→ **STORED DATA**

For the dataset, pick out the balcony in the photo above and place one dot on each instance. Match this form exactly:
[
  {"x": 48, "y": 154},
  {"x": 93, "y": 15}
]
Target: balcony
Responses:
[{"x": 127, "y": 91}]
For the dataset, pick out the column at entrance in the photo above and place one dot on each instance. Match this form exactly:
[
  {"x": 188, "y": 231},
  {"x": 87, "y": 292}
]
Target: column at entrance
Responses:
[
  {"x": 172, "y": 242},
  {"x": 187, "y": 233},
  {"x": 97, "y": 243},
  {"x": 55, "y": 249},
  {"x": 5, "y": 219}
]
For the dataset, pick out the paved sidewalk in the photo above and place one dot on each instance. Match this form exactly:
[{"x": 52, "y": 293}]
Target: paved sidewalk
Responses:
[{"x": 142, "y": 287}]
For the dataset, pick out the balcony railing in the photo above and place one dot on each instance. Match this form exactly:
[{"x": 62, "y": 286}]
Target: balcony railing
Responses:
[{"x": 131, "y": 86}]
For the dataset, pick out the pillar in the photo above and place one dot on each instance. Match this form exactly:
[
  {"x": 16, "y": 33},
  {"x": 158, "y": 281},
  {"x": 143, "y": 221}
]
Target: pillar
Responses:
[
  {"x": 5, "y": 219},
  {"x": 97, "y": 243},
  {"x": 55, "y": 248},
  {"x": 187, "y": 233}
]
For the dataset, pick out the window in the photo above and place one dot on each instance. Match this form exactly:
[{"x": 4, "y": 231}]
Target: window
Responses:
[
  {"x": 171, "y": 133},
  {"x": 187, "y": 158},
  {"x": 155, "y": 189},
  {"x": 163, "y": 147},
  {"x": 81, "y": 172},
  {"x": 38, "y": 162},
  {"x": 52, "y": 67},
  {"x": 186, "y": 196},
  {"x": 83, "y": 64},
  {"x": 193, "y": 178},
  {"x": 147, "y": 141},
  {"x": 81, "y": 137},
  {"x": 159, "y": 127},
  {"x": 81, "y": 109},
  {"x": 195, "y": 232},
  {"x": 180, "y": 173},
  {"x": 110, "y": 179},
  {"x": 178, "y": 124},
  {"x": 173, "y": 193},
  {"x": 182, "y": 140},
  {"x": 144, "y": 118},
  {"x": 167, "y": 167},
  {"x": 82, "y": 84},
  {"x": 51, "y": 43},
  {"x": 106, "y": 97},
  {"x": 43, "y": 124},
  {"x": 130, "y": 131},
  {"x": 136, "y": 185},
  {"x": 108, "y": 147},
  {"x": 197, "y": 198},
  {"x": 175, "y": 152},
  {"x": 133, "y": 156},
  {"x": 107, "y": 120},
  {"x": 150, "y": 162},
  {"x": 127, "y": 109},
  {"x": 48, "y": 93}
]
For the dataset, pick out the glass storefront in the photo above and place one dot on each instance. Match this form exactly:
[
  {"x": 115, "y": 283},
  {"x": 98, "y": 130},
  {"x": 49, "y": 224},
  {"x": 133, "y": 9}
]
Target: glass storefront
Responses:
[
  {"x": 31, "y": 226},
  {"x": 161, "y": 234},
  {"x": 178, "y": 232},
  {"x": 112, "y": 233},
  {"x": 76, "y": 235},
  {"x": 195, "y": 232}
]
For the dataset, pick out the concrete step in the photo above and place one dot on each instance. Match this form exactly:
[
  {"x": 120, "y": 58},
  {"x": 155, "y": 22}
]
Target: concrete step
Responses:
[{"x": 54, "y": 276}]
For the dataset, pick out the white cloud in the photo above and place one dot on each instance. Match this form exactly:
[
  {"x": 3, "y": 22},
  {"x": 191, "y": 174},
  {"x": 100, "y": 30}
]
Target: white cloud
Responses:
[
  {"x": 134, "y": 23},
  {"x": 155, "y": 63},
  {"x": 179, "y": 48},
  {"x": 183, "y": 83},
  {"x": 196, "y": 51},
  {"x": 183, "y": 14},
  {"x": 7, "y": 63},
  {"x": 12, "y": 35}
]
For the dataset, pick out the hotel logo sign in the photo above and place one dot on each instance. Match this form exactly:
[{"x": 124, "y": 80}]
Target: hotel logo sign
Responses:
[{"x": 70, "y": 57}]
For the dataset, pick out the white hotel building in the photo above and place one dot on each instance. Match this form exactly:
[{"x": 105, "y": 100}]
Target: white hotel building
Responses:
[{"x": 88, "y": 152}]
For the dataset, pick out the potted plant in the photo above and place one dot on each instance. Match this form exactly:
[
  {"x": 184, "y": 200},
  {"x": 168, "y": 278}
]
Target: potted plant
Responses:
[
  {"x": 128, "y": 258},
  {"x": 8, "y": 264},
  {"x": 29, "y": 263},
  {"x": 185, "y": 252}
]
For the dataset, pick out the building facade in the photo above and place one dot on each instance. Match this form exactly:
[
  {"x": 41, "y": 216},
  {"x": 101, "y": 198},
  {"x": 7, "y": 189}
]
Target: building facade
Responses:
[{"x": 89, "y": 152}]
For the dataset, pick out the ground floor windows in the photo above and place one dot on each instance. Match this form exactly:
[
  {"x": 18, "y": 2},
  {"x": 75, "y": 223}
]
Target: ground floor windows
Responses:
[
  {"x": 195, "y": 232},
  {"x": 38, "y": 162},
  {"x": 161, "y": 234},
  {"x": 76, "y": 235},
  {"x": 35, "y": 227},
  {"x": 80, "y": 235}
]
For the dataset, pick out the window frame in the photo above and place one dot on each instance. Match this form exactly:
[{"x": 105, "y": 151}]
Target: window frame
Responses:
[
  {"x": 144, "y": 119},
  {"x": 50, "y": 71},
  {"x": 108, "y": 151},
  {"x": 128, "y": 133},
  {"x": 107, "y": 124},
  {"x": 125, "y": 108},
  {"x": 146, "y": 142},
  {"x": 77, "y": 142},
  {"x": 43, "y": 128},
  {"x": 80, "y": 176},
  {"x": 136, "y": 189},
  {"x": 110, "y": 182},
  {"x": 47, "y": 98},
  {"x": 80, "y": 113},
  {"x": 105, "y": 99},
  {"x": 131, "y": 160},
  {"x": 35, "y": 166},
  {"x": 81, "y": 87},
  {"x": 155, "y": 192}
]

→ **WHAT YOU HAVE TO DO**
Exactly as they appear above, transcribe the records in full.

→ **EXERCISE ANSWER**
For the dataset, pick out the balcony in the photo above and place one dot on each instance. Match this form exactly:
[
  {"x": 48, "y": 154},
  {"x": 93, "y": 15}
]
Target: balcony
Responses:
[{"x": 127, "y": 91}]
For the dataset, pick out the column at entrance in the photo above and place one dot on each instance. Match this form exactly:
[
  {"x": 188, "y": 231},
  {"x": 87, "y": 292}
]
Target: column at entrance
Responses:
[
  {"x": 172, "y": 242},
  {"x": 187, "y": 233},
  {"x": 97, "y": 243},
  {"x": 55, "y": 249},
  {"x": 5, "y": 219}
]
For the dataset, pick out the paved sidewalk in the photo above and place one dot on each instance. Match this form exactly:
[{"x": 52, "y": 293}]
Target: paved sidewalk
Responses:
[{"x": 142, "y": 287}]
For the dataset, pick out the balcony railing in the photo above and place one dot on each instance. Match this form exactly:
[{"x": 62, "y": 286}]
Target: balcony railing
Responses:
[{"x": 131, "y": 86}]
For the dataset, pick out the pillar in the photo above and place one dot on each instance. Match this form exactly:
[
  {"x": 16, "y": 33},
  {"x": 158, "y": 281},
  {"x": 143, "y": 221}
]
Target: pillar
Responses:
[
  {"x": 5, "y": 219},
  {"x": 97, "y": 243},
  {"x": 55, "y": 248},
  {"x": 187, "y": 233}
]
For the dataset, pick out the window in the photo above and place one dot on each instance. Match this form exactly:
[{"x": 4, "y": 231}]
Target: window
Responses:
[
  {"x": 171, "y": 133},
  {"x": 187, "y": 158},
  {"x": 155, "y": 189},
  {"x": 163, "y": 147},
  {"x": 81, "y": 172},
  {"x": 38, "y": 162},
  {"x": 52, "y": 67},
  {"x": 186, "y": 196},
  {"x": 83, "y": 64},
  {"x": 193, "y": 178},
  {"x": 147, "y": 141},
  {"x": 81, "y": 137},
  {"x": 159, "y": 127},
  {"x": 81, "y": 109},
  {"x": 195, "y": 232},
  {"x": 180, "y": 173},
  {"x": 110, "y": 179},
  {"x": 178, "y": 124},
  {"x": 173, "y": 193},
  {"x": 182, "y": 140},
  {"x": 144, "y": 118},
  {"x": 167, "y": 167},
  {"x": 82, "y": 84},
  {"x": 51, "y": 43},
  {"x": 106, "y": 97},
  {"x": 43, "y": 124},
  {"x": 130, "y": 131},
  {"x": 136, "y": 185},
  {"x": 108, "y": 147},
  {"x": 197, "y": 198},
  {"x": 175, "y": 152},
  {"x": 133, "y": 156},
  {"x": 107, "y": 120},
  {"x": 150, "y": 162},
  {"x": 127, "y": 109},
  {"x": 48, "y": 93}
]
For the dataset, pick out the glass storefront in the photo above and place one dot on each instance. Match this form exactly:
[
  {"x": 115, "y": 283},
  {"x": 98, "y": 130},
  {"x": 49, "y": 224},
  {"x": 133, "y": 9}
]
Target: glass storefront
Responses:
[
  {"x": 31, "y": 226},
  {"x": 161, "y": 234},
  {"x": 178, "y": 232},
  {"x": 112, "y": 233},
  {"x": 76, "y": 235},
  {"x": 195, "y": 232}
]
For the dataset, pick out the concrete step in the photo above and place one dot on each instance. Match this form exactly:
[
  {"x": 120, "y": 58},
  {"x": 155, "y": 22}
]
Target: concrete step
Responses:
[{"x": 54, "y": 276}]
For the dataset, pick out the white cloud in the photo above and place one dot on each instance. Match this form exactly:
[
  {"x": 3, "y": 22},
  {"x": 191, "y": 174},
  {"x": 100, "y": 30}
]
Target: white cloud
Responses:
[
  {"x": 134, "y": 23},
  {"x": 155, "y": 63},
  {"x": 179, "y": 48},
  {"x": 183, "y": 83},
  {"x": 196, "y": 51},
  {"x": 183, "y": 14},
  {"x": 7, "y": 63},
  {"x": 12, "y": 35}
]
For the dataset, pick out the hotel logo sign in the photo above and place one dot on each instance. Match this form exactly:
[{"x": 124, "y": 80}]
Target: hotel logo sign
Responses:
[{"x": 70, "y": 57}]
For the dataset, pick out the white hotel building in the photo above and place one dot on each instance. Match this form exactly:
[{"x": 105, "y": 100}]
Target: white hotel building
Responses:
[{"x": 88, "y": 152}]
For the dataset, pick out the potted plant in the photo above and place one dot on each instance. Match this form exactly:
[
  {"x": 184, "y": 200},
  {"x": 168, "y": 278}
]
Target: potted plant
Responses:
[
  {"x": 128, "y": 258},
  {"x": 8, "y": 264},
  {"x": 29, "y": 263},
  {"x": 185, "y": 252}
]
For the dataset, pick out the building facade in the photo above and place one dot on each instance. Match this form exactly:
[
  {"x": 41, "y": 216},
  {"x": 101, "y": 198},
  {"x": 7, "y": 189}
]
Target: building facade
Responses:
[{"x": 89, "y": 152}]
For the dataset, pick out the ground floor windows in the photo above and place one dot on each instance. Match this form exactly:
[
  {"x": 18, "y": 2},
  {"x": 75, "y": 223}
]
Target: ground floor windows
Responses:
[
  {"x": 195, "y": 232},
  {"x": 38, "y": 162},
  {"x": 161, "y": 234},
  {"x": 76, "y": 235},
  {"x": 35, "y": 227},
  {"x": 80, "y": 235}
]
For the dataset, pick out the window frame in the photo above and place one dot on each instance. Match this form exactly:
[{"x": 105, "y": 151}]
Target: window frame
Responses:
[
  {"x": 144, "y": 119},
  {"x": 50, "y": 71},
  {"x": 108, "y": 151},
  {"x": 128, "y": 133},
  {"x": 107, "y": 124},
  {"x": 125, "y": 108},
  {"x": 146, "y": 142},
  {"x": 77, "y": 142},
  {"x": 43, "y": 128},
  {"x": 80, "y": 176},
  {"x": 136, "y": 189},
  {"x": 110, "y": 182},
  {"x": 47, "y": 98},
  {"x": 80, "y": 113},
  {"x": 105, "y": 99},
  {"x": 131, "y": 160},
  {"x": 35, "y": 166},
  {"x": 81, "y": 87},
  {"x": 155, "y": 192}
]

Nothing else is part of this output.